**Study text**
______
When her family was called together for an announcement, Beth Murray knew the news wasn’t good. The “bomb dropped,” she said.
Murray’s sister, Donna, had been diagnosed with amyotrophic lateral sclerosis (ALS), more commonly known as Lou Gehrig’s disease and doctors gave her three to five years to live.
Despite the devastating news, it gave Murray a glimmer of hope. It wasn’t cancer, the disease that took both her mother and father, she thought to herself. ‘There might be time, there might be hope.’ One morning in 2013, a year after diagnosis, that hope disappeared when Donna passed.
“This (disease) really strikes out of the blue and it can happen to anyone. She was seemingly a healthy active energetic person,” Murray said. “She was a dear friend and so full of life. She was an amazing person who I miss tremendously.”
The motor neuron disease causes muscle atrophy leading to difficulty speaking, swallowing and eating, and eventually difficulty breathing. There is no known cure.
“Her body was changing and what she could do one day, she couldn’t necessarily do the next day,” Murray said. “At the beginning it was things like getting dressed,” the Oak Bay resident said. “Imagine what it is like not to be able to use your hands and what that entails, I think we take for granted what we are able to do.”
ALS continued to atrophy her sister’s muscles, stealing music from her when her hands became so weak she could no longer strum her guitar. Her love of biking was eroded as her arms gave out and she could no longer support her own weight. Eventually her love of the outdoors was taken away, when her muscles were so weak she was in a constant state of exhaustion and even being driven to the park was too much. Over time, her lungs lost the strength to push the carbon dioxide out of her body, and one morning Donna didn’t wake up.
______
**Extracted data**

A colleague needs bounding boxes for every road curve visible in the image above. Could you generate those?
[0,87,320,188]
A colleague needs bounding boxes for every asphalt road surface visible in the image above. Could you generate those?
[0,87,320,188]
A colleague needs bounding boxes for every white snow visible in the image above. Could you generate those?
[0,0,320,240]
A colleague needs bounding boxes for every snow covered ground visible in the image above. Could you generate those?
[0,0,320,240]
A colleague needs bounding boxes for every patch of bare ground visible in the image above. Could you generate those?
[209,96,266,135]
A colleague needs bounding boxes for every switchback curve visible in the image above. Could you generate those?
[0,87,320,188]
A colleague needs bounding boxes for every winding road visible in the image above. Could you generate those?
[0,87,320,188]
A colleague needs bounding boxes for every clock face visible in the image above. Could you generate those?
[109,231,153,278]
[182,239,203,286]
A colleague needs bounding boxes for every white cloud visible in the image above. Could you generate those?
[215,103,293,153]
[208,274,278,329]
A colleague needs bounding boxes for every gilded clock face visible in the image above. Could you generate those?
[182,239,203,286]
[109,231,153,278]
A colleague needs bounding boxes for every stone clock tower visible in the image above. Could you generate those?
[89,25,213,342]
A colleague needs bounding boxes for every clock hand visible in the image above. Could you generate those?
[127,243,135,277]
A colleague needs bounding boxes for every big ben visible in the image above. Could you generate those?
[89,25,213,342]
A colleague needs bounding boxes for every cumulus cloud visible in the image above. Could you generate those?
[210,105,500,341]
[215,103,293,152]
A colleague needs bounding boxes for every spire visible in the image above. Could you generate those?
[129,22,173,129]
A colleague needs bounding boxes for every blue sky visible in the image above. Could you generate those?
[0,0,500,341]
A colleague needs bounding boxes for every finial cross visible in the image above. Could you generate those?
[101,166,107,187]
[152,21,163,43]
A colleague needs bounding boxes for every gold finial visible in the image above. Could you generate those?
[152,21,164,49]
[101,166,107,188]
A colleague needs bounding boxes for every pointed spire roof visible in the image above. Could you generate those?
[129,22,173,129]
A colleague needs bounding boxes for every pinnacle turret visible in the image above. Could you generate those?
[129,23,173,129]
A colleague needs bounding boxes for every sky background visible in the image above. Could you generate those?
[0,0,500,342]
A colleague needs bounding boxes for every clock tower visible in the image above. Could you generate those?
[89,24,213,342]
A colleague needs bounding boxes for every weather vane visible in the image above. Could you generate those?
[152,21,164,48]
______
**Your goal**
Write the next part of the article about Beth Murray's sister Donna and ALS, starting after its last sentence. The data has no connection to the text.

**Output**
It is in her memory Murray climbs on her bike three days a week with the ALS Cycle of Hope. The team of 12 cyclists plan to ride more than 500 kilometres from Kamloops to Keremeos between Aug. 6 and 13, raising funds and awareness for a disease many, including team member Heather MacFayden of Langford, say still flies under the radar.
“The more I learned more about ALS, the more I realize how unknown it is,” MacFadyen said. “It is not a high-profile disease yet, it is very cruel. It needs to have some awareness and people need to know about it. I have heard recently through different interviews that the research has made strides … It is really encouraging and that makes all of what we are doing really worthwhile.”
Now in its third year, the ride has expanded to 12 riders from five in 2012 and gone from raising $5,000 to $42,000 in year 2. The goal this year is to raise $50,000 towards ALS research and the provision of a mechanical wheelchair for local patients.
MacFadyen watched a friend gradually lose her father to the disease.
“Losing someone in such a devastating way as ALS, where they get stripped of their dignity and lose everything, and seeing (my friend) go through that, was heart wrenching,” she said. “You want to make everything better for them and you can only do what you can do – be their advocate and their voice after the fact.”
And so both MacFayden and Murray ride, raising awareness and funds along the way. That starts with the Oodles of Noodles dinner/dance and silent auction June 7 at the Edelweiss Club in Victoria, and continues with a community ride on Fathers Day June 15.
“I feel Donna would be riding with us if she could have been,” Murray said. “She is the reason that I am doing it. I think of her every time I get on a bike. I feel like I have a hole in my heart … It is a way for me to use my grieving energy into something positive to hopefully make a different for other families going through this.”